> What the exercise asks
Make an exact copy of all the records that follow, apart from the pictures.

> Listed records
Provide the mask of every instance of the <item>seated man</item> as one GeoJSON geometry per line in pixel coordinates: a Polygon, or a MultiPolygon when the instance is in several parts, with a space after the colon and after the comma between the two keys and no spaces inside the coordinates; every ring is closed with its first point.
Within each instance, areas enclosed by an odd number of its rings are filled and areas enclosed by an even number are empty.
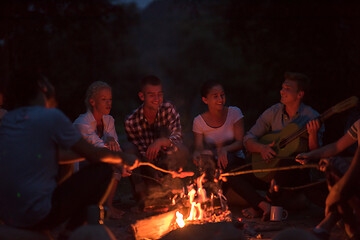
{"type": "Polygon", "coordinates": [[[359,239],[358,222],[354,213],[360,216],[359,205],[354,201],[360,199],[360,119],[358,119],[342,136],[334,143],[308,153],[296,156],[297,161],[305,164],[310,159],[320,159],[335,156],[345,149],[357,143],[357,150],[351,163],[343,158],[333,158],[328,162],[327,179],[330,193],[326,199],[326,217],[315,228],[318,236],[327,236],[336,222],[342,218],[345,230],[350,239],[359,239]],[[354,199],[353,197],[357,197],[354,199]],[[349,201],[351,200],[351,201],[349,201]],[[350,204],[349,204],[350,203],[350,204]],[[357,207],[357,208],[356,208],[357,207]]]}
{"type": "MultiPolygon", "coordinates": [[[[264,135],[271,132],[280,132],[289,123],[297,123],[300,127],[306,125],[308,132],[307,146],[309,149],[316,149],[321,143],[324,128],[320,128],[318,120],[314,120],[319,114],[311,107],[305,105],[302,100],[305,95],[309,79],[301,73],[286,72],[285,80],[280,90],[280,103],[277,103],[261,114],[255,125],[246,133],[244,144],[248,152],[260,154],[260,160],[269,163],[276,157],[277,153],[273,149],[276,139],[270,144],[263,144],[259,140],[264,135]],[[320,129],[320,130],[319,130],[320,129]]],[[[290,164],[296,163],[293,161],[290,164]]],[[[280,164],[289,164],[280,162],[280,164]]],[[[308,172],[306,171],[280,171],[275,173],[275,181],[281,187],[302,185],[308,181],[308,172]]],[[[245,194],[253,193],[253,187],[269,188],[265,180],[254,177],[254,175],[244,176],[243,192],[245,194]],[[250,179],[251,178],[251,179],[250,179]],[[266,183],[266,184],[264,184],[266,183]],[[251,185],[250,185],[251,184],[251,185]]],[[[274,201],[274,199],[269,199],[274,201]]]]}
{"type": "MultiPolygon", "coordinates": [[[[112,151],[121,151],[118,136],[115,131],[115,121],[110,116],[112,104],[111,87],[101,81],[93,82],[86,91],[85,105],[87,112],[81,114],[75,121],[74,126],[80,131],[86,141],[96,147],[107,147],[112,151]]],[[[120,218],[123,212],[113,206],[121,173],[115,171],[115,182],[111,189],[107,206],[110,209],[111,218],[120,218]]]]}
{"type": "MultiPolygon", "coordinates": [[[[187,164],[187,150],[182,144],[180,115],[173,104],[163,102],[164,93],[159,78],[147,76],[141,81],[139,98],[143,104],[125,121],[130,143],[135,145],[142,161],[178,171],[187,164]]],[[[141,174],[158,178],[159,172],[143,167],[141,174]]],[[[132,176],[135,197],[144,200],[148,178],[132,176]],[[145,182],[144,182],[145,181],[145,182]]]]}
{"type": "Polygon", "coordinates": [[[47,108],[55,92],[42,75],[19,71],[9,85],[10,111],[0,127],[0,219],[32,230],[66,222],[69,235],[85,223],[88,206],[104,202],[113,182],[109,163],[127,171],[136,158],[94,147],[61,111],[47,108]],[[58,184],[59,165],[83,158],[91,164],[58,184]]]}

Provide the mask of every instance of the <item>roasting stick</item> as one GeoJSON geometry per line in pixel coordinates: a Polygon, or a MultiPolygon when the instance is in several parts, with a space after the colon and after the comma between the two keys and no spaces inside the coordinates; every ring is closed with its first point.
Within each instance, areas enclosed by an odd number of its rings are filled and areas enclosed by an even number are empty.
{"type": "Polygon", "coordinates": [[[243,174],[255,173],[255,172],[274,172],[274,171],[285,171],[291,169],[318,168],[318,167],[319,167],[318,164],[306,164],[306,165],[296,165],[296,166],[288,166],[288,167],[268,168],[268,169],[254,169],[247,171],[222,173],[220,174],[220,177],[237,176],[237,175],[243,175],[243,174]]]}
{"type": "MultiPolygon", "coordinates": [[[[274,157],[274,158],[276,158],[278,160],[287,160],[287,161],[294,160],[294,157],[274,157]]],[[[304,158],[297,158],[297,159],[302,160],[304,158]]],[[[241,165],[241,166],[239,166],[239,167],[237,167],[235,169],[230,170],[230,172],[236,172],[236,171],[239,171],[240,169],[250,167],[250,166],[252,166],[253,163],[266,162],[266,161],[268,161],[268,160],[257,160],[257,161],[253,161],[252,163],[246,163],[246,164],[241,165]]]]}
{"type": "MultiPolygon", "coordinates": [[[[152,163],[149,163],[149,162],[140,162],[137,167],[140,167],[140,166],[150,166],[156,170],[159,170],[161,172],[164,172],[164,173],[170,173],[172,175],[173,178],[176,178],[176,177],[179,177],[179,178],[185,178],[185,177],[191,177],[191,176],[194,176],[194,173],[193,172],[175,172],[175,171],[169,171],[169,170],[165,170],[165,169],[162,169],[162,168],[159,168],[157,166],[155,166],[154,164],[152,163]]],[[[134,168],[132,168],[131,170],[133,170],[134,168]]]]}

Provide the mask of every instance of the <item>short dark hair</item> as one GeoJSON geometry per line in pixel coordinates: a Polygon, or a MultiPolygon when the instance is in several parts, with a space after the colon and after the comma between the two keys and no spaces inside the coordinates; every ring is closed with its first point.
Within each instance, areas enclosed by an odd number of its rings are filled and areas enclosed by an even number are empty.
{"type": "Polygon", "coordinates": [[[219,85],[220,85],[221,87],[223,87],[221,83],[216,82],[216,81],[214,81],[214,80],[208,80],[208,81],[204,82],[203,85],[201,86],[201,90],[200,90],[201,97],[205,97],[205,98],[206,98],[206,96],[209,94],[209,91],[210,91],[213,87],[219,86],[219,85]]]}
{"type": "Polygon", "coordinates": [[[308,76],[302,73],[297,72],[285,72],[284,73],[285,80],[295,81],[298,86],[299,91],[307,92],[309,89],[310,79],[308,76]]]}
{"type": "Polygon", "coordinates": [[[154,75],[148,75],[141,79],[140,91],[142,91],[146,85],[159,86],[161,85],[161,80],[154,75]]]}
{"type": "Polygon", "coordinates": [[[39,84],[45,79],[44,75],[34,69],[14,71],[4,93],[9,110],[29,106],[40,91],[39,84]]]}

> Task solution
Provide the mask of every instance of the <item>seated man</item> as one GeoJSON geometry per line in pixel coordinates: a Polygon, or a MultiPolygon when the instance is in several parts, with a space after the colon and after the comma between the two keys and no spaces inside the coordinates; every ring is closed with its first point.
Within each instance, areas enclosed by an odd number of its rings are filled and areas enclosed by an even number are empty.
{"type": "Polygon", "coordinates": [[[359,239],[358,222],[354,213],[360,216],[359,205],[354,201],[360,199],[360,119],[358,119],[342,136],[334,143],[308,153],[296,156],[297,161],[305,164],[310,159],[320,159],[335,156],[345,149],[357,143],[357,150],[351,163],[343,158],[333,158],[328,162],[327,179],[330,193],[326,199],[326,217],[315,228],[318,236],[327,236],[336,222],[342,218],[345,230],[350,239],[359,239]],[[354,199],[353,197],[357,197],[354,199]],[[349,201],[351,200],[351,201],[349,201]],[[350,204],[349,204],[350,203],[350,204]],[[357,207],[357,208],[356,208],[357,207]]]}
{"type": "MultiPolygon", "coordinates": [[[[264,135],[271,132],[280,132],[289,123],[297,123],[300,127],[306,125],[308,132],[307,146],[309,149],[316,149],[321,143],[324,128],[320,128],[318,120],[314,120],[319,114],[311,107],[305,105],[302,100],[305,95],[309,79],[301,73],[286,72],[285,80],[280,90],[280,103],[277,103],[261,114],[255,125],[246,133],[244,144],[248,152],[260,154],[260,160],[269,163],[276,157],[277,153],[273,149],[276,139],[270,144],[263,144],[259,140],[264,135]],[[320,129],[320,130],[319,130],[320,129]]],[[[290,164],[296,163],[293,161],[290,164]]],[[[280,164],[289,164],[280,162],[280,164]]],[[[308,172],[306,171],[280,171],[275,173],[275,181],[281,187],[302,185],[308,181],[308,172]]],[[[245,194],[253,193],[253,187],[269,188],[265,180],[254,177],[254,175],[244,176],[243,192],[245,194]],[[250,179],[251,178],[251,179],[250,179]],[[266,183],[266,184],[264,184],[266,183]],[[251,185],[250,185],[251,184],[251,185]]],[[[274,201],[274,199],[269,199],[274,201]]]]}
{"type": "MultiPolygon", "coordinates": [[[[112,151],[121,151],[118,136],[115,131],[115,121],[110,116],[112,104],[111,87],[101,81],[93,82],[86,91],[85,105],[87,112],[81,114],[75,121],[74,126],[80,131],[86,141],[96,147],[107,147],[112,151]]],[[[120,218],[123,212],[113,206],[121,173],[115,171],[115,182],[111,189],[107,206],[110,209],[111,218],[120,218]]]]}
{"type": "MultiPolygon", "coordinates": [[[[187,164],[187,150],[182,144],[180,115],[173,104],[163,102],[164,93],[159,78],[147,76],[141,81],[139,98],[143,104],[125,121],[130,143],[135,145],[142,161],[178,171],[187,164]]],[[[141,174],[158,178],[159,172],[143,167],[141,174]]],[[[132,176],[135,197],[144,200],[148,178],[132,176]],[[145,182],[144,182],[145,181],[145,182]]]]}
{"type": "Polygon", "coordinates": [[[47,108],[55,92],[42,75],[19,71],[9,85],[10,111],[0,127],[0,219],[32,230],[66,222],[69,235],[85,223],[88,206],[104,202],[113,182],[109,163],[127,171],[136,158],[94,147],[61,111],[47,108]],[[58,184],[59,165],[83,158],[91,164],[58,184]]]}

Provide the mask of every instance of the <item>roasting stick</item> as one GeoJSON geometry per line in pixel coordinates: a Polygon, or a MultiPolygon when the instance is in several parts, with a space after the colon and after the comma between the two keys and no spaces inside the coordinates; every ring is closed with its first point.
Within each instance, areas enclosed by an odd number of its rings are filled and areas enclosed by an even number are empty.
{"type": "Polygon", "coordinates": [[[243,174],[255,173],[255,172],[274,172],[274,171],[285,171],[291,169],[318,168],[318,167],[319,167],[318,164],[306,164],[306,165],[296,165],[296,166],[288,166],[288,167],[268,168],[268,169],[254,169],[247,171],[222,173],[220,174],[220,177],[237,176],[237,175],[243,175],[243,174]]]}
{"type": "MultiPolygon", "coordinates": [[[[274,157],[274,158],[276,158],[278,160],[287,160],[287,161],[294,160],[294,157],[274,157]]],[[[304,158],[297,158],[297,159],[302,160],[304,158]]],[[[241,165],[241,166],[239,166],[239,167],[237,167],[235,169],[230,170],[230,172],[236,172],[236,171],[239,171],[240,169],[250,167],[250,166],[252,166],[253,163],[266,162],[266,161],[268,161],[268,160],[257,160],[257,161],[253,161],[252,163],[246,163],[246,164],[241,165]]]]}
{"type": "MultiPolygon", "coordinates": [[[[152,163],[149,163],[149,162],[140,162],[137,167],[140,167],[140,166],[150,166],[156,170],[159,170],[161,172],[164,172],[164,173],[170,173],[172,175],[173,178],[176,178],[176,177],[179,177],[179,178],[185,178],[185,177],[191,177],[191,176],[194,176],[194,173],[193,172],[175,172],[175,171],[169,171],[169,170],[165,170],[165,169],[162,169],[162,168],[159,168],[157,166],[155,166],[154,164],[152,163]]],[[[134,168],[132,168],[131,170],[133,170],[134,168]]]]}

Provide the mask of every instance of the <item>short dark hair</item> as one GeoJSON geometry per line in pixel coordinates: a Polygon, or a MultiPolygon when the instance is in several parts, with a space after the colon and after the comma between the two keys and no spaces inside the coordinates; every ring is closed with its first point.
Within each instance, areas enclosed by an odd number of its rings are filled and areas enclosed by an even number are empty.
{"type": "Polygon", "coordinates": [[[219,85],[220,85],[221,87],[223,87],[221,83],[216,82],[216,81],[214,81],[214,80],[208,80],[208,81],[204,82],[203,85],[201,86],[201,90],[200,90],[201,97],[205,97],[205,98],[206,98],[206,96],[209,94],[209,91],[210,91],[213,87],[219,86],[219,85]]]}
{"type": "Polygon", "coordinates": [[[308,76],[302,73],[297,72],[285,72],[284,73],[285,80],[295,81],[298,86],[299,91],[307,92],[309,89],[310,79],[308,76]]]}
{"type": "Polygon", "coordinates": [[[154,75],[148,75],[141,79],[140,91],[142,91],[146,85],[159,86],[161,85],[161,80],[154,75]]]}
{"type": "Polygon", "coordinates": [[[39,84],[45,79],[44,75],[34,69],[14,71],[4,93],[9,110],[29,106],[40,91],[39,84]]]}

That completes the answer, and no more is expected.